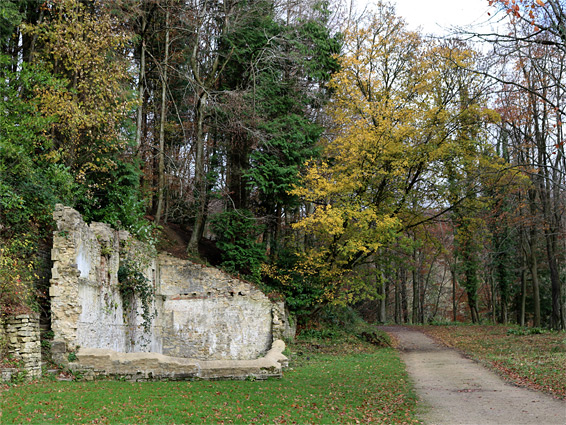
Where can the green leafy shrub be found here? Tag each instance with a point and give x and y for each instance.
(236, 236)
(133, 284)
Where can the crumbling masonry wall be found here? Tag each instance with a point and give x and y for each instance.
(199, 312)
(21, 333)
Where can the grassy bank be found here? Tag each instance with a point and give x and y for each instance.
(527, 357)
(330, 381)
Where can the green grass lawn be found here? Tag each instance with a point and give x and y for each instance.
(328, 383)
(534, 360)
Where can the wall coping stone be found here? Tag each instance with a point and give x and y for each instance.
(154, 366)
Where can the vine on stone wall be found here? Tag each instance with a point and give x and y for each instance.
(133, 284)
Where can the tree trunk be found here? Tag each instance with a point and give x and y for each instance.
(200, 176)
(161, 185)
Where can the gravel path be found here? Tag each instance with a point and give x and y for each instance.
(455, 390)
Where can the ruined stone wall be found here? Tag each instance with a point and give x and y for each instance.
(86, 306)
(21, 334)
(199, 312)
(207, 314)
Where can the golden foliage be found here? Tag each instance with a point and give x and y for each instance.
(401, 107)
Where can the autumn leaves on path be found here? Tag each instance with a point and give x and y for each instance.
(456, 390)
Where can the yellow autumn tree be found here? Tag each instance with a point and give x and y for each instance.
(400, 107)
(84, 48)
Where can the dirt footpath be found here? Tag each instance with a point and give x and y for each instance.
(455, 390)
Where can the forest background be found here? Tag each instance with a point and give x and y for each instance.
(330, 158)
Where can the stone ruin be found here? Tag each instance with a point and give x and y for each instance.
(202, 322)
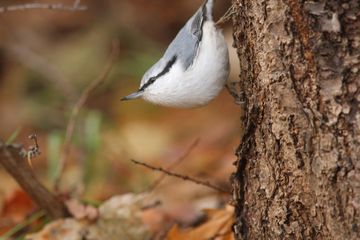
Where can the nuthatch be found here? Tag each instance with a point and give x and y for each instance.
(194, 68)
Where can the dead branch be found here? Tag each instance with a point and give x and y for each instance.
(20, 170)
(175, 164)
(183, 177)
(76, 6)
(78, 105)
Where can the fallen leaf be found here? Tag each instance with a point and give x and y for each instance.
(217, 227)
(81, 211)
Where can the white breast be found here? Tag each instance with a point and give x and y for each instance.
(201, 82)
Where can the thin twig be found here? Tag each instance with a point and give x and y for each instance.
(78, 105)
(183, 177)
(12, 160)
(175, 164)
(47, 6)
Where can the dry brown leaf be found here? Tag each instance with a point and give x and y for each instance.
(218, 227)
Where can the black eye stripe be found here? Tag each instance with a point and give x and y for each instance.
(163, 72)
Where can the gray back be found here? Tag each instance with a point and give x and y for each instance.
(185, 45)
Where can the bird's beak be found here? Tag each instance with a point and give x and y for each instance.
(133, 96)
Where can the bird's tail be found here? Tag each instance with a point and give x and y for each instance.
(209, 7)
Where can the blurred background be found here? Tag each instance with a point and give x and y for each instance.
(47, 58)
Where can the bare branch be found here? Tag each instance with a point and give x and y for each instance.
(175, 164)
(20, 170)
(183, 177)
(78, 105)
(47, 6)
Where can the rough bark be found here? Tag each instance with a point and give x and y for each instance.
(298, 164)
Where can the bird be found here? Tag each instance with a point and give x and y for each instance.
(194, 68)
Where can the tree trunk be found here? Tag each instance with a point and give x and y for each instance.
(298, 164)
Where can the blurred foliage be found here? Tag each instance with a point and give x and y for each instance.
(47, 58)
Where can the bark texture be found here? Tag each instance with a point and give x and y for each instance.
(298, 168)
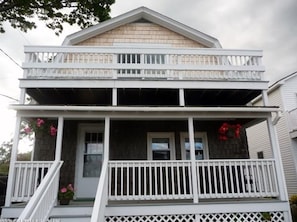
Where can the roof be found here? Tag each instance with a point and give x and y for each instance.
(149, 15)
(276, 85)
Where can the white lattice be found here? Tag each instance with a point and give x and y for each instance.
(218, 217)
(152, 218)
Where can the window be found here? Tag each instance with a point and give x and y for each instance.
(93, 154)
(140, 59)
(160, 146)
(201, 146)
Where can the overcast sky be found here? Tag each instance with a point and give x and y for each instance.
(269, 25)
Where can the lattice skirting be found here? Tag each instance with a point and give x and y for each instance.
(216, 217)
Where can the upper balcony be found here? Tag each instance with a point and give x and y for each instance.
(74, 62)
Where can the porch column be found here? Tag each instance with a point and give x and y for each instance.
(181, 97)
(114, 96)
(275, 148)
(106, 137)
(193, 159)
(278, 161)
(13, 158)
(59, 139)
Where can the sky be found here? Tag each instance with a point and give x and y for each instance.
(268, 25)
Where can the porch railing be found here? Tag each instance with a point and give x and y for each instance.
(150, 180)
(165, 180)
(148, 63)
(44, 199)
(27, 177)
(236, 179)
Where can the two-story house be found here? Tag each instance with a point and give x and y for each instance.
(147, 118)
(282, 93)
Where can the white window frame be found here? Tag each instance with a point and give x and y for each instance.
(202, 135)
(151, 135)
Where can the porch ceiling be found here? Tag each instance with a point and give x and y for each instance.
(142, 97)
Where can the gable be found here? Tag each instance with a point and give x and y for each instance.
(141, 32)
(142, 18)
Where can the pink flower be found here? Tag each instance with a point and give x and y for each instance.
(28, 130)
(63, 190)
(53, 130)
(70, 187)
(40, 122)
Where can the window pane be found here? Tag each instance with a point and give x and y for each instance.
(92, 165)
(198, 149)
(160, 144)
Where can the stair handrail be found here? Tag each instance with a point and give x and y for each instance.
(101, 195)
(44, 198)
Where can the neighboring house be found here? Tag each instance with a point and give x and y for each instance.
(150, 117)
(283, 93)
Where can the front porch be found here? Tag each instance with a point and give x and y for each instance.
(147, 188)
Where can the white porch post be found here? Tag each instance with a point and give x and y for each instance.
(278, 161)
(275, 148)
(114, 96)
(106, 137)
(181, 97)
(193, 159)
(13, 158)
(59, 139)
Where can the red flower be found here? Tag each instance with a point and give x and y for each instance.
(53, 130)
(40, 122)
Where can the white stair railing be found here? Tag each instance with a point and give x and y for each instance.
(27, 177)
(43, 200)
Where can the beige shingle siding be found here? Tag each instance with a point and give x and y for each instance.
(141, 33)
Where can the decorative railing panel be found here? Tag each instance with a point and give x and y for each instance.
(159, 180)
(149, 180)
(144, 63)
(292, 119)
(236, 179)
(27, 177)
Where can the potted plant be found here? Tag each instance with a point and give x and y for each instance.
(66, 194)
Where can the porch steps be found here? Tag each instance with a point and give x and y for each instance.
(72, 213)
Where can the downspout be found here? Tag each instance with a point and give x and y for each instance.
(13, 159)
(193, 159)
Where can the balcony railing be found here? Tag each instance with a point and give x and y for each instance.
(167, 180)
(27, 177)
(43, 62)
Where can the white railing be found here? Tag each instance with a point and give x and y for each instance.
(236, 179)
(43, 200)
(292, 119)
(27, 177)
(119, 62)
(149, 180)
(101, 195)
(165, 180)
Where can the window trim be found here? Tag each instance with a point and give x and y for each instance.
(202, 135)
(151, 135)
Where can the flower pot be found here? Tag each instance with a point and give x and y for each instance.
(64, 201)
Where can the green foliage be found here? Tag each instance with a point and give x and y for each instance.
(5, 153)
(21, 13)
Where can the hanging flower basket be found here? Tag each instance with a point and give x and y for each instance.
(228, 131)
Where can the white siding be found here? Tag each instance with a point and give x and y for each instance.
(258, 140)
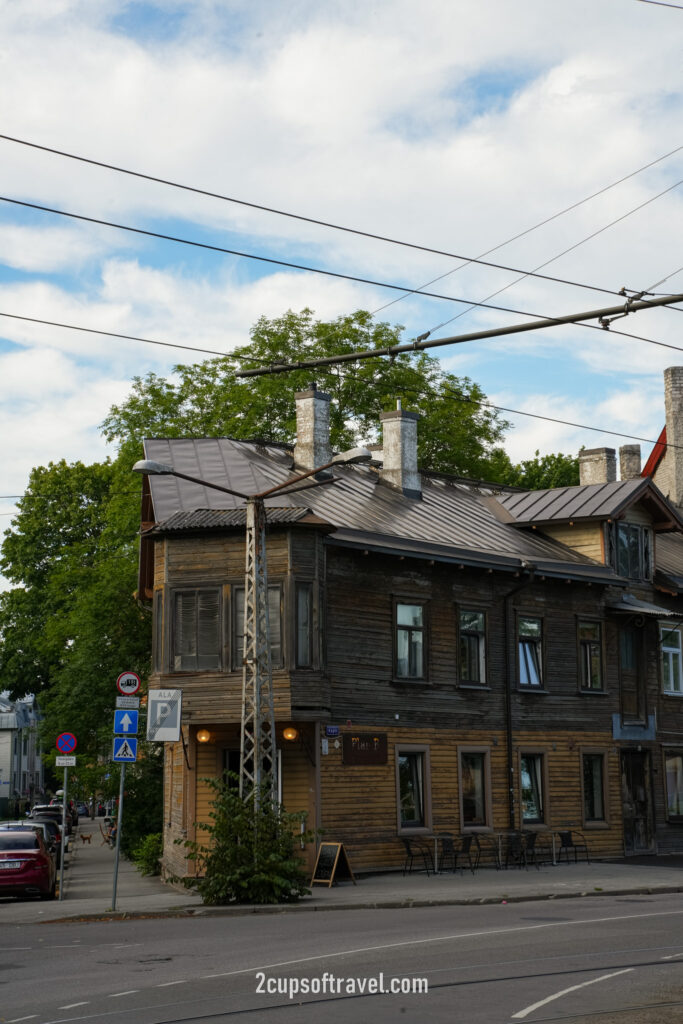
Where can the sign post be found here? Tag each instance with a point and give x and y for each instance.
(125, 750)
(66, 743)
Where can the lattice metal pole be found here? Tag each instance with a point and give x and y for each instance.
(258, 758)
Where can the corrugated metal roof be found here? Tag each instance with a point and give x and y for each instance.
(454, 518)
(593, 501)
(214, 519)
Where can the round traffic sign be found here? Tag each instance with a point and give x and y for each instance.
(128, 683)
(66, 742)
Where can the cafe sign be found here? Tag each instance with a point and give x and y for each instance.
(365, 748)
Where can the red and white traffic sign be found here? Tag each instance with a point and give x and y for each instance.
(128, 683)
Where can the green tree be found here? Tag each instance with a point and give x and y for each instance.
(458, 433)
(543, 471)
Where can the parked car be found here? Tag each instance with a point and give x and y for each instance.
(48, 830)
(27, 867)
(54, 828)
(54, 811)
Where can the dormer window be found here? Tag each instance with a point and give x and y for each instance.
(631, 547)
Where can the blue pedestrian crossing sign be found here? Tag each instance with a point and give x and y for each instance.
(125, 721)
(125, 749)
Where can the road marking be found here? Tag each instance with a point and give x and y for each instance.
(565, 991)
(444, 938)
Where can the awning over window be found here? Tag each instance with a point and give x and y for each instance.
(630, 605)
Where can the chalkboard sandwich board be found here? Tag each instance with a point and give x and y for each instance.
(331, 865)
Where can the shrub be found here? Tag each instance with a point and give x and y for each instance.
(146, 854)
(251, 855)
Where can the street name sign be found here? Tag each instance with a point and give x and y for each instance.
(164, 708)
(125, 749)
(128, 702)
(126, 722)
(66, 742)
(128, 683)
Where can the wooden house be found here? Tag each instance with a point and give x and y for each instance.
(446, 655)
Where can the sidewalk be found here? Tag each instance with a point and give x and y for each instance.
(89, 878)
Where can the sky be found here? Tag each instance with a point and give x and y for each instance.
(451, 125)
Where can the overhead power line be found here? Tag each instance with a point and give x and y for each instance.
(466, 399)
(264, 259)
(351, 230)
(631, 305)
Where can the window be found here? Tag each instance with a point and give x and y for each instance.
(674, 769)
(590, 655)
(410, 620)
(672, 669)
(474, 788)
(594, 787)
(304, 625)
(630, 550)
(274, 625)
(529, 632)
(472, 647)
(532, 788)
(412, 787)
(197, 634)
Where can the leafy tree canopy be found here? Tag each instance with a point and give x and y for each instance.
(459, 432)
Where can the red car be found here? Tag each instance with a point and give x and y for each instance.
(27, 867)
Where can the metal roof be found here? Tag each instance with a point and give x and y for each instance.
(454, 520)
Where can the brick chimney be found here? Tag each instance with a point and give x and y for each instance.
(312, 443)
(399, 452)
(629, 462)
(597, 466)
(669, 476)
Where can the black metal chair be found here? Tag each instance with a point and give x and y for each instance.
(469, 848)
(416, 848)
(570, 840)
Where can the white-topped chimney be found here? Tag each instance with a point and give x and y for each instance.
(399, 452)
(312, 443)
(597, 466)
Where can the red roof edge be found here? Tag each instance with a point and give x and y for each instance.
(656, 455)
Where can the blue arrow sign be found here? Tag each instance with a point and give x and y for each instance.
(125, 749)
(125, 721)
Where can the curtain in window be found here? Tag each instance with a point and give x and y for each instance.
(412, 790)
(531, 786)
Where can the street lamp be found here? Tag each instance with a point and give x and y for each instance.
(258, 766)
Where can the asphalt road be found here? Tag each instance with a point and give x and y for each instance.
(611, 960)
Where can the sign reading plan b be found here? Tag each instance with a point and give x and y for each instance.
(164, 709)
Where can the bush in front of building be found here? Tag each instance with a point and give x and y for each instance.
(251, 855)
(146, 855)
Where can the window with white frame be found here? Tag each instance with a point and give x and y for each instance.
(472, 646)
(672, 664)
(529, 637)
(593, 765)
(674, 772)
(531, 782)
(410, 640)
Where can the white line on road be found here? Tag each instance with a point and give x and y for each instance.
(444, 938)
(565, 991)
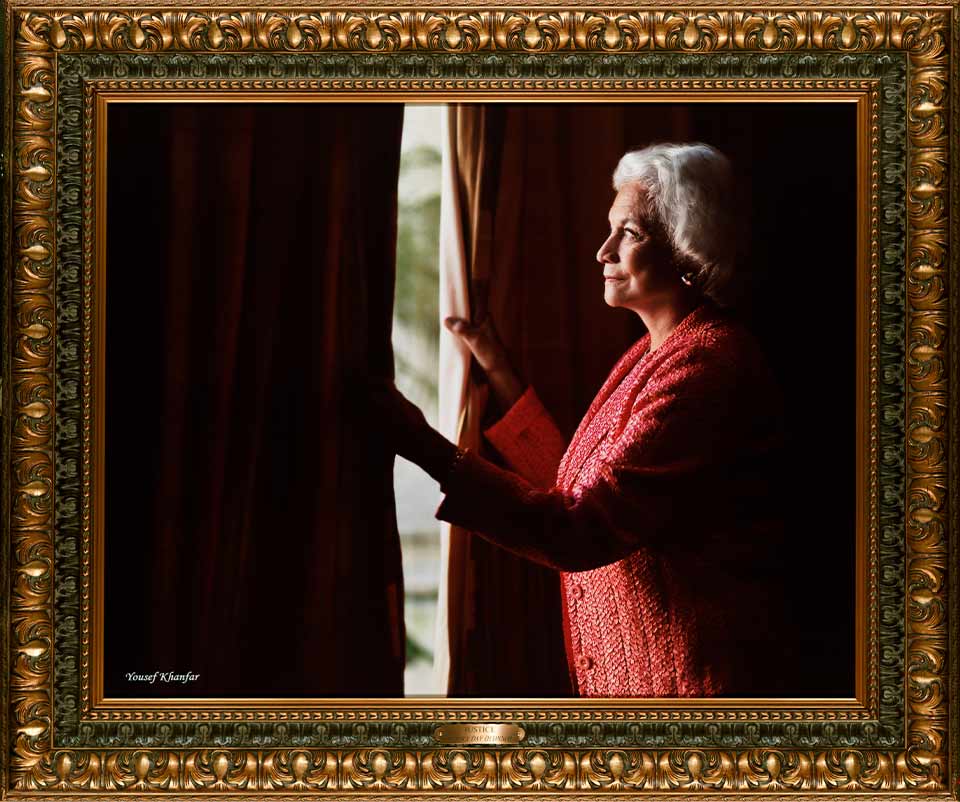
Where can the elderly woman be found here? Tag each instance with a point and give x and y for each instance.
(657, 514)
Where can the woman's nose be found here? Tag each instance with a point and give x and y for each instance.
(607, 253)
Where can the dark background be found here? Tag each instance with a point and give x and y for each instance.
(796, 166)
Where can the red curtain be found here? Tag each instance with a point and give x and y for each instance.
(250, 527)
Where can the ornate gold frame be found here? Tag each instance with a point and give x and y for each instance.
(41, 36)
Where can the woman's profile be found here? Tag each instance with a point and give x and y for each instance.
(660, 514)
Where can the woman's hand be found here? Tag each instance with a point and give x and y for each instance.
(407, 431)
(485, 345)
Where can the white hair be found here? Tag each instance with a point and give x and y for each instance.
(690, 188)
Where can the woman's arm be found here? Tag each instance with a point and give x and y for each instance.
(529, 440)
(684, 462)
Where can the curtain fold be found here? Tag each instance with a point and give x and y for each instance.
(542, 173)
(263, 550)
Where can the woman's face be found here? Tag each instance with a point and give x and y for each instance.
(636, 255)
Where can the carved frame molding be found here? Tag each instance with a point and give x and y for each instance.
(34, 393)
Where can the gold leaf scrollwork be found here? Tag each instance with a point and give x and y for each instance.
(375, 33)
(849, 31)
(379, 770)
(460, 770)
(220, 770)
(699, 33)
(464, 33)
(926, 363)
(627, 31)
(771, 770)
(197, 31)
(696, 770)
(921, 33)
(149, 32)
(544, 33)
(538, 770)
(785, 31)
(300, 770)
(142, 771)
(617, 770)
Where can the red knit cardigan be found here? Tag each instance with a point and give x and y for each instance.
(650, 514)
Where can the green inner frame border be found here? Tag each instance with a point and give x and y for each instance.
(887, 67)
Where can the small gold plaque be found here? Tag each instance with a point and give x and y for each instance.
(507, 734)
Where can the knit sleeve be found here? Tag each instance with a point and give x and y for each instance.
(529, 440)
(668, 471)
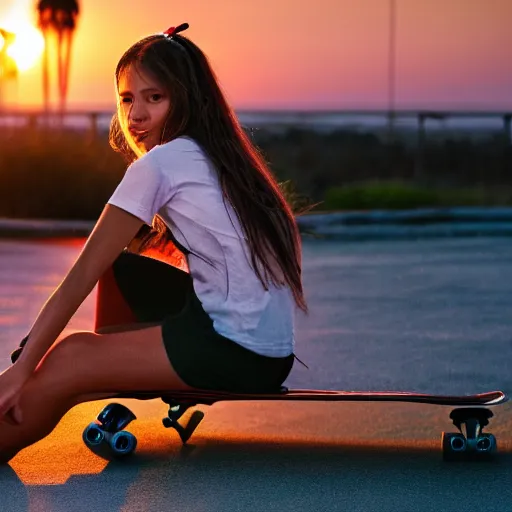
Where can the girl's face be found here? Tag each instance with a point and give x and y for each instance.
(142, 106)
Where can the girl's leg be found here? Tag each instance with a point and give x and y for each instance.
(82, 365)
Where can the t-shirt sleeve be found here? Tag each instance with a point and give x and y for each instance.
(143, 190)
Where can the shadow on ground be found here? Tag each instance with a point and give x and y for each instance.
(246, 475)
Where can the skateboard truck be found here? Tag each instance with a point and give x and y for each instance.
(471, 441)
(176, 411)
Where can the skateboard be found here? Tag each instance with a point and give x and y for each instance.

---*---

▸ WHAT NEEDS TO BE DONE
Your task is to give again, unchanged, the lines from the line that contains "Where can the green inner" to the end of the records. Include both end lines but no pictures.

▸ TASK RESPONSE
Where can the green inner frame border be found here? Tag each instance with a point and give x and y for each instance.
(887, 67)
Where can the small gold plaque be found here? Tag each instance with a point and give x and y for each instance.
(507, 734)
Where can the knit sleeve be found here? Tag each instance with a point and give x and y for each instance.
(529, 440)
(668, 471)
Where can the girl's face be found here? Tag each instance with a point and give x and y for each instance.
(142, 106)
Where can the girl's leg be found here? Tag each instance with a point and give x and y for each instance.
(82, 365)
Where can the t-shirt sleeve be found here? Tag each instance with a point and give x and y for each instance.
(143, 190)
Where can the shadow on ground be found here? Tag each instance with a point and give x and y for each instance.
(246, 475)
Where can the skateboard truck be found here? Tag each instance with a point and give x and y for each instance.
(471, 441)
(176, 411)
Where can the skateboard be found here? Tag each instance with a point and give x and y for each instance.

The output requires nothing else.